== SOURCE EXTRACT ==
The World Health Organization (WHO) made a bombshell announcement yesterday that left many bacon lovers reeling.
In a nutshell, a group of experts conducted a comprehensive review of studies that looked at the association between processed or red meat and cancer. They declared that processed meat is definitely a carcinogen, with the most powerful link to colon cancer. Based on the data reviewed, they found that every daily 50-gram portion of processed meat—that is, meat that's been cured, salted, smoked, or preserved, including ham, bacon, and sausages—ups the risk of colorectal cancer by 18%. A 50-gram portion is about 2 ounces, or about two breakfast sausage links. The WHO says it's as certain that these foods cause cancer as they are certain that cigarettes cause cancer.
Their findings also prompted them to categorize red meat (like beef, pork, and lamb) as "probably carcinogenic"—the evidence linking red meat to cancer is not quite as strong as it is for processed meats.
If you're feeling freaked out by this news, you're not alone. But protecting yourself from cancer is more complicated than simply banning bacon and steak from your diet. Here are five important nuances to note about this announcement.
The International Agency of Research Into Cancer is the arm of the WHO that performed this analysis. The IARC's job is to determine how likely foods, chemicals, and other items are to cause cancer, and then classify them into one of five categories: carcinogenic to humans, probably carcinogenic to humans, possibly carcinogenic to humans, not classifiable, and probably not carcinogenic.
Items that fall under "carcinogenic to humans" are the ones that have the most evidence supporting that they do cause cancer. Smoking, asbestos, tanning beds, and now processed meat can definitely cause cancer. Red meat is in the "probably carcinogenic" category because the evidence linking red meat to cancer is weaker.
While processed meats and cigarettes both fall under "carcinogenic to humans," what this basically means is that the evidence that processed meats cause cancer is as strong as the evidence that smoking causes cancer.
This classification does not 100% guarantee that you will get colon cancer by eating bacon every morning—or lung cancer from smoking a pack a day. However, because we know that 70-87% of lung cancers are linked to smoking, no health expert would ever say that smoking, even just one cigarette a day, is a good idea.
The truth is cancer experts may say that bacon and other processed meats are now in the same dangerous boat as cigarettes. But frequency does play a role. The more you're exposed to anything in this category, the greater the risk. So ultimately, it's up to you to decide if you want to eat these foods, and if so how often.

== PROBLEM STATEMENT ==
Can you extract everything from "The World Health" down to "cigarettes cause cancer." in the processed meat article above, word for word?

Stored data entries

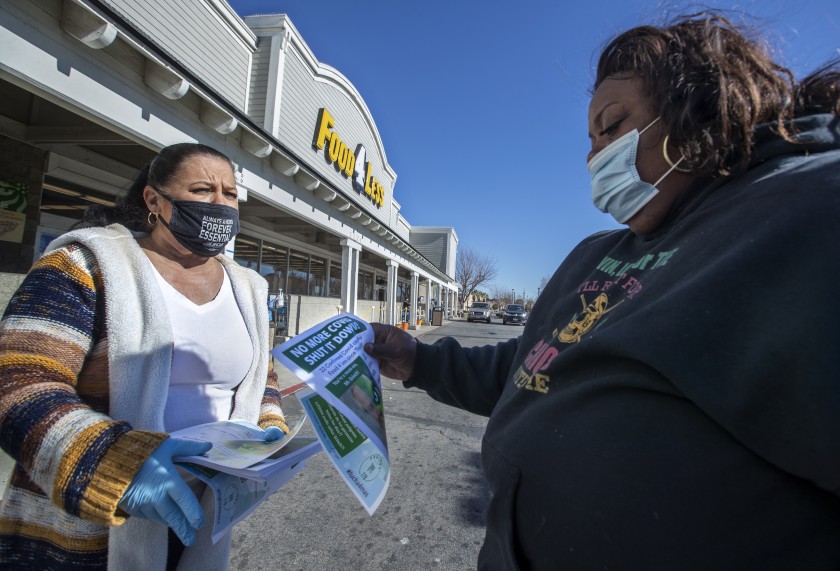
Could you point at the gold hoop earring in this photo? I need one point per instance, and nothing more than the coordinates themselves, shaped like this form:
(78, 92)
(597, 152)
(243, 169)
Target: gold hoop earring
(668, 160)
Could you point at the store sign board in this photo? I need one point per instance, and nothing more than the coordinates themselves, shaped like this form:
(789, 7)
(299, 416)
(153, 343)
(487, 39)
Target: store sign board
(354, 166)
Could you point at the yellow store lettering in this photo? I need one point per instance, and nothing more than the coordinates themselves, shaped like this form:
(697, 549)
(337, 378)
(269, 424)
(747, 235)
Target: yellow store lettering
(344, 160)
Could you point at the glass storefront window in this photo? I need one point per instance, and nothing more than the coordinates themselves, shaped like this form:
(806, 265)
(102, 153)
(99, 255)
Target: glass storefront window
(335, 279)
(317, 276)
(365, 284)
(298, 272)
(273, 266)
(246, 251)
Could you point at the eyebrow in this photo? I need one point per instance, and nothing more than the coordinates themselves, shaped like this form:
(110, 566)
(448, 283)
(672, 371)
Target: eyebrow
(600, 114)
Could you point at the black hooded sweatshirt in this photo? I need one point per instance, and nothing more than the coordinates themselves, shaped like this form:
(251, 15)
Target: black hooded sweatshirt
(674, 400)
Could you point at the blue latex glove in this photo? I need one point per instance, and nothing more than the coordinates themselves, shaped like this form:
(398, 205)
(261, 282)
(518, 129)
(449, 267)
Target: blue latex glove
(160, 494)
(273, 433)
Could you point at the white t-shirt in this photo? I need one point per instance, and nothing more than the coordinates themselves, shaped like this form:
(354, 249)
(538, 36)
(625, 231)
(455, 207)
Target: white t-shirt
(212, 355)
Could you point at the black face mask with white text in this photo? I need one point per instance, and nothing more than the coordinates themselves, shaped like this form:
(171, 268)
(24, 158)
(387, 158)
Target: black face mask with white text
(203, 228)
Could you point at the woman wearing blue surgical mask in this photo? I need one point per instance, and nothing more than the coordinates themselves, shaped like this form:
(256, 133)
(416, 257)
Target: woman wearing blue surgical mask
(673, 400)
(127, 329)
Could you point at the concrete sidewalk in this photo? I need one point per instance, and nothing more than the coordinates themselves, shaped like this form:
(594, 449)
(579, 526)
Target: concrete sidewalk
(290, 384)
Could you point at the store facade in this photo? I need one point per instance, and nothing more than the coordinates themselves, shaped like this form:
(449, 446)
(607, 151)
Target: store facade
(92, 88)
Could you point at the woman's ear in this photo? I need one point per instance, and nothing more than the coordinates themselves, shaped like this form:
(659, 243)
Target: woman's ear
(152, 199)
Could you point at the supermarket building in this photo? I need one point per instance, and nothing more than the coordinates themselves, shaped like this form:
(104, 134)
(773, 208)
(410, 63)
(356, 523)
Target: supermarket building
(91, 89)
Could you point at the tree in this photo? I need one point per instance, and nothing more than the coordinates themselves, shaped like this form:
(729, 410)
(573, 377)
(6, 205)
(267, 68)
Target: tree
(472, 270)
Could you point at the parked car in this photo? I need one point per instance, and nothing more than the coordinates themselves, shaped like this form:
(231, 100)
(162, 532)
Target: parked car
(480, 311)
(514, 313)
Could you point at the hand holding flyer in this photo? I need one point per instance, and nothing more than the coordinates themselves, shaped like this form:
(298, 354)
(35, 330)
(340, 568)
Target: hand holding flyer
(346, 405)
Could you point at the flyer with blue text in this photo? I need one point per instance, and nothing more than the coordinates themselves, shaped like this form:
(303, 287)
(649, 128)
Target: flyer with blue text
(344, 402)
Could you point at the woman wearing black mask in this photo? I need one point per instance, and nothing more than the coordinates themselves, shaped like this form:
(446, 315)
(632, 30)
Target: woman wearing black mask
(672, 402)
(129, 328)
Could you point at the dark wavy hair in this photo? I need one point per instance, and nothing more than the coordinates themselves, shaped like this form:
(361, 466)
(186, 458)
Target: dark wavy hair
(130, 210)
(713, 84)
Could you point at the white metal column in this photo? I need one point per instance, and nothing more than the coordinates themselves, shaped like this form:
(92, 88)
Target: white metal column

== EXPECTED ANSWER ==
The World Health Organization (WHO) made a bombshell announcement yesterday that left many bacon lovers reeling.
In a nutshell, a group of experts conducted a comprehensive review of studies that looked at the association between processed or red meat and cancer. They declared that processed meat is definitely a carcinogen, with the most powerful link to colon cancer. Based on the data reviewed, they found that every daily 50-gram portion of processed meat—that is, meat that's been cured, salted, smoked, or preserved, including ham, bacon, and sausages—ups the risk of colorectal cancer by 18%. A 50-gram portion is about 2 ounces, or about two breakfast sausage links. The WHO says it's as certain that these foods cause cancer as they are certain that cigarettes cause cancer.